▶ **Work instruction**: Reproduce the following data word for word, keeping every line unchanged.

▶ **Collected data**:
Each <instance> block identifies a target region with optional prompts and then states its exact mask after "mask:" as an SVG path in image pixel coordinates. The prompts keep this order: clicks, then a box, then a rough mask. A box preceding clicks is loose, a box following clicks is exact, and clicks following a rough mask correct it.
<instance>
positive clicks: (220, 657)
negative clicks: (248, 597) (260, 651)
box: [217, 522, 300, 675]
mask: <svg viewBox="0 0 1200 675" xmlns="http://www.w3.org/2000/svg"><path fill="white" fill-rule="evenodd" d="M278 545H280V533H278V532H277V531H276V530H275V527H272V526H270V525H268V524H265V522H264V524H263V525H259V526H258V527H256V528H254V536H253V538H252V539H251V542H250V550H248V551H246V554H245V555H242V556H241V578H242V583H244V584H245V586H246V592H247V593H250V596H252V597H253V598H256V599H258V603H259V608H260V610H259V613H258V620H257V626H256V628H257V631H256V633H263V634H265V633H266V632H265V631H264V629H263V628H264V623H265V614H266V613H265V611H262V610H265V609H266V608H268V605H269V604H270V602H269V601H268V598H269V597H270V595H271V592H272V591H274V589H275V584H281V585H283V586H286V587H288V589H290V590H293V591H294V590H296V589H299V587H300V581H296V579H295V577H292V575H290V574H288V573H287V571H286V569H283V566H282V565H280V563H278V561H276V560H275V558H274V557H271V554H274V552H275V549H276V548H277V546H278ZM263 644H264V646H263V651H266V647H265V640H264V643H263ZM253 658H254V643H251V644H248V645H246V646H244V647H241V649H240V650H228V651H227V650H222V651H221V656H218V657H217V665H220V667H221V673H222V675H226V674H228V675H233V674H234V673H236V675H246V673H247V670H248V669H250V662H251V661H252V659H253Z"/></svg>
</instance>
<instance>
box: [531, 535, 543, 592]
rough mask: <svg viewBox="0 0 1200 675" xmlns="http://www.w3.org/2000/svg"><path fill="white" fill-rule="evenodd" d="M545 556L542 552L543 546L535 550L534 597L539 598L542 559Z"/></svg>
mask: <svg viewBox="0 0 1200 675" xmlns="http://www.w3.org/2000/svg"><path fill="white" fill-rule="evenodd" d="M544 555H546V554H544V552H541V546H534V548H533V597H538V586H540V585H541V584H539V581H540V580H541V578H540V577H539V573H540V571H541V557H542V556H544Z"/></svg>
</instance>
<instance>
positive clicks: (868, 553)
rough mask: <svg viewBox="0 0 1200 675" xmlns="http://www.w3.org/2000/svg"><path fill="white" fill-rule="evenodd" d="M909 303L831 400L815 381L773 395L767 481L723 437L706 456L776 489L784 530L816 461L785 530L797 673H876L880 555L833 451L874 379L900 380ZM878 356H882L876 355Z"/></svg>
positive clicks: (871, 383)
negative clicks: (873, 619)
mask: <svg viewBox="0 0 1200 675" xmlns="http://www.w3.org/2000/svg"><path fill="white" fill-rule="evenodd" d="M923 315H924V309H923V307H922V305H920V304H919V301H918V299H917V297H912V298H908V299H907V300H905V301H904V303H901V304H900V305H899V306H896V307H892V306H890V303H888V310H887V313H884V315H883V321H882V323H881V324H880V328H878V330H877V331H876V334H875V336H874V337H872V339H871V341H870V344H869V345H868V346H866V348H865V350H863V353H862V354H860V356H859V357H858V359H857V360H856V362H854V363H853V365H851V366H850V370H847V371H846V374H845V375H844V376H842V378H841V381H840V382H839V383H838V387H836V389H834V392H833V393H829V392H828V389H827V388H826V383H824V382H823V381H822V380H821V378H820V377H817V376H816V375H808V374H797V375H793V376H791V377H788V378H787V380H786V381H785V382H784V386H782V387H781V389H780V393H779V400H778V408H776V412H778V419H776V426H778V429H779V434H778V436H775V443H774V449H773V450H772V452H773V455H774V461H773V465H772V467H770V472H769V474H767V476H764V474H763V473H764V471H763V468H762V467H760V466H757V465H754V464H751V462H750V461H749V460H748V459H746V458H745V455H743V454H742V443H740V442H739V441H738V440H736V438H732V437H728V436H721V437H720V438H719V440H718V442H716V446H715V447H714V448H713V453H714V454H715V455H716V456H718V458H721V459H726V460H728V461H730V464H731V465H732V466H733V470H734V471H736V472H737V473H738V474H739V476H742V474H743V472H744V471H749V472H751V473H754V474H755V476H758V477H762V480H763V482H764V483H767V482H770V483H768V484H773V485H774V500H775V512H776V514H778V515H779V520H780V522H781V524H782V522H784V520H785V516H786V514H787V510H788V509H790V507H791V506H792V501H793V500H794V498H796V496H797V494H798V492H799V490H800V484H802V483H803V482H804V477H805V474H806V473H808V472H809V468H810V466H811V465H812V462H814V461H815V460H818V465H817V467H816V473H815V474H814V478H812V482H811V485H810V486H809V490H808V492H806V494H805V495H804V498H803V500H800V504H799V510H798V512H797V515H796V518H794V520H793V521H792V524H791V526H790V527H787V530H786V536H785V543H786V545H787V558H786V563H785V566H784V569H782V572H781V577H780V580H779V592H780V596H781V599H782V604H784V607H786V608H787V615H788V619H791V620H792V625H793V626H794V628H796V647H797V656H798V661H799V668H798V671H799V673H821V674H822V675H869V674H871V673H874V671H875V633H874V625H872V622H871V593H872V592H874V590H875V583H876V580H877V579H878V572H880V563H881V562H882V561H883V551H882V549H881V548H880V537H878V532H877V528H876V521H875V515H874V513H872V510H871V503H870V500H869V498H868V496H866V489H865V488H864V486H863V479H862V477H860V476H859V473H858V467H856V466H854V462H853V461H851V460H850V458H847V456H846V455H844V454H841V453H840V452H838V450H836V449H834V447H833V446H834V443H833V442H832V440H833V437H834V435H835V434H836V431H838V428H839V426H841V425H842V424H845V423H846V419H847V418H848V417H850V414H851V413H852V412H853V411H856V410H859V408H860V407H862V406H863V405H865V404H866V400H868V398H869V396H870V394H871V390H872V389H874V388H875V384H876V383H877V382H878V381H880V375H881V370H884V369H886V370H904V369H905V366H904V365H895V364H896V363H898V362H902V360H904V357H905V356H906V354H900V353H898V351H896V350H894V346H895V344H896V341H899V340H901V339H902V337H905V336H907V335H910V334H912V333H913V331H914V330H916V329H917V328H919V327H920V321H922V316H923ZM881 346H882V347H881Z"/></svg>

▶ **Written solution**:
Each <instance> block identifies a target region with optional prompts and then states its exact mask after "mask:" as an SVG path in image pixel coordinates. The prompts keep this order: clicks, then a box, then a rough mask. A box preceding clicks is loose, a box following clicks is exact, and clicks following a rough mask correct it.
<instance>
positive clicks: (220, 657)
negative clicks: (248, 597) (260, 651)
box: [217, 522, 300, 675]
mask: <svg viewBox="0 0 1200 675" xmlns="http://www.w3.org/2000/svg"><path fill="white" fill-rule="evenodd" d="M278 545H280V533H278V532H277V531H276V530H275V527H272V526H270V525H268V524H265V522H264V524H263V525H259V526H258V527H256V528H254V536H253V538H252V539H251V542H250V550H248V551H246V554H245V555H242V556H241V578H242V583H244V584H245V586H246V592H247V593H250V596H252V597H253V598H256V599H258V603H259V608H260V610H259V613H258V620H257V626H256V628H257V631H256V633H263V634H265V633H266V632H265V631H264V629H263V628H264V623H265V614H266V613H265V611H262V610H265V609H266V608H268V605H269V604H270V602H269V601H268V598H269V597H270V595H271V592H272V591H274V589H275V584H281V585H283V586H286V587H288V589H290V590H293V591H294V590H296V589H299V587H300V581H296V579H295V577H292V575H290V574H288V573H287V571H286V569H283V566H282V565H280V563H278V561H276V560H275V558H274V557H271V554H274V552H275V549H276V548H277V546H278ZM263 644H264V646H263V651H266V647H265V640H264V643H263ZM253 658H254V643H251V644H248V645H246V646H244V647H241V649H240V650H228V651H227V650H222V651H221V656H218V657H217V665H220V667H221V673H222V675H226V674H228V675H233V674H234V673H236V675H246V673H247V670H248V669H250V662H251V661H252V659H253Z"/></svg>
</instance>
<instance>
box: [531, 535, 543, 592]
rough mask: <svg viewBox="0 0 1200 675" xmlns="http://www.w3.org/2000/svg"><path fill="white" fill-rule="evenodd" d="M545 556L542 552L543 546L535 550L534 597L539 598L542 559Z"/></svg>
mask: <svg viewBox="0 0 1200 675" xmlns="http://www.w3.org/2000/svg"><path fill="white" fill-rule="evenodd" d="M544 555H546V554H544V552H541V546H534V548H533V597H538V586H540V585H541V584H539V581H540V580H541V578H540V577H539V573H540V571H541V557H542V556H544Z"/></svg>
</instance>
<instance>
positive clicks: (868, 553)
rough mask: <svg viewBox="0 0 1200 675" xmlns="http://www.w3.org/2000/svg"><path fill="white" fill-rule="evenodd" d="M909 303L831 400L815 381L773 395L767 481L723 437L706 456L776 489L784 530L816 461L785 530L797 673H876L880 555L833 451L874 379L900 380ZM878 356H882L876 355Z"/></svg>
positive clicks: (871, 383)
negative clicks: (873, 619)
mask: <svg viewBox="0 0 1200 675" xmlns="http://www.w3.org/2000/svg"><path fill="white" fill-rule="evenodd" d="M923 315H924V309H923V307H922V305H920V304H919V301H918V299H917V297H912V298H908V299H907V300H905V301H904V303H901V304H900V305H899V306H896V307H892V306H890V303H888V310H887V313H884V315H883V321H882V323H881V324H880V328H878V330H877V331H876V334H875V336H874V337H872V339H871V341H870V344H869V345H868V346H866V348H865V350H863V353H862V354H860V356H859V357H858V359H857V360H856V362H854V363H853V365H851V366H850V370H847V371H846V374H845V375H844V376H842V378H841V381H840V382H839V383H838V387H836V389H834V392H833V393H829V392H828V389H827V388H826V383H824V382H823V381H822V380H821V378H820V377H817V376H816V375H808V374H797V375H793V376H791V377H788V378H787V380H786V381H785V382H784V386H782V387H781V389H780V393H779V400H778V408H776V412H778V419H776V426H778V429H779V434H778V436H775V443H774V449H773V450H772V452H773V455H774V461H773V465H772V467H770V472H769V474H767V476H764V474H763V473H764V471H763V468H762V467H760V466H757V465H754V464H751V462H750V461H749V460H748V459H746V458H745V455H743V454H742V443H740V442H739V441H738V440H736V438H732V437H728V436H721V437H720V438H719V440H718V442H716V446H715V447H714V448H713V453H714V454H715V455H716V456H718V458H721V459H726V460H728V461H730V464H731V465H732V466H733V470H734V471H736V472H737V473H738V474H739V476H742V474H743V472H744V471H749V472H751V473H754V474H755V476H758V477H762V480H763V482H764V483H767V482H770V483H768V484H773V485H774V500H775V512H776V514H778V515H779V520H780V522H781V524H782V522H784V520H785V516H786V514H787V510H788V509H790V507H791V506H792V501H793V500H794V498H796V496H797V494H798V492H799V490H800V484H802V483H803V482H804V477H805V474H806V473H808V472H809V468H810V466H811V465H812V462H814V461H815V460H818V465H817V467H816V473H815V474H814V478H812V482H811V485H810V486H809V490H808V492H806V494H805V495H804V498H803V500H800V504H799V510H798V512H797V515H796V518H794V520H793V521H792V524H791V526H790V527H787V530H786V536H785V543H786V545H787V558H786V563H785V566H784V569H782V572H781V577H780V580H779V592H780V596H781V599H782V604H784V607H786V608H787V615H788V619H791V620H792V625H793V626H794V628H796V647H797V656H798V661H799V668H798V671H799V673H821V674H822V675H869V674H871V673H874V671H875V633H874V625H872V622H871V593H872V592H874V590H875V583H876V580H877V579H878V572H880V563H881V562H882V561H883V551H882V549H881V548H880V537H878V532H877V528H876V521H875V515H874V513H872V510H871V503H870V500H869V498H868V496H866V489H865V488H864V486H863V479H862V477H860V476H859V473H858V467H856V466H854V462H853V461H851V460H850V458H847V456H846V455H844V454H841V453H840V452H838V450H836V449H834V447H833V446H834V443H833V442H832V440H833V437H834V435H835V434H836V431H838V428H839V426H841V425H842V424H845V423H846V419H847V418H848V417H850V414H851V413H852V412H853V411H856V410H859V408H860V407H862V406H863V405H865V404H866V400H868V398H869V396H870V394H871V390H872V389H874V388H875V384H876V383H877V382H878V381H880V375H881V370H884V369H886V370H904V369H905V366H904V365H895V364H896V363H898V362H902V360H904V357H905V356H906V354H900V353H898V351H896V350H894V346H895V344H896V341H899V340H901V339H902V337H905V336H907V335H910V334H912V333H913V331H914V330H916V329H917V328H919V327H920V321H922V316H923ZM881 346H882V347H881Z"/></svg>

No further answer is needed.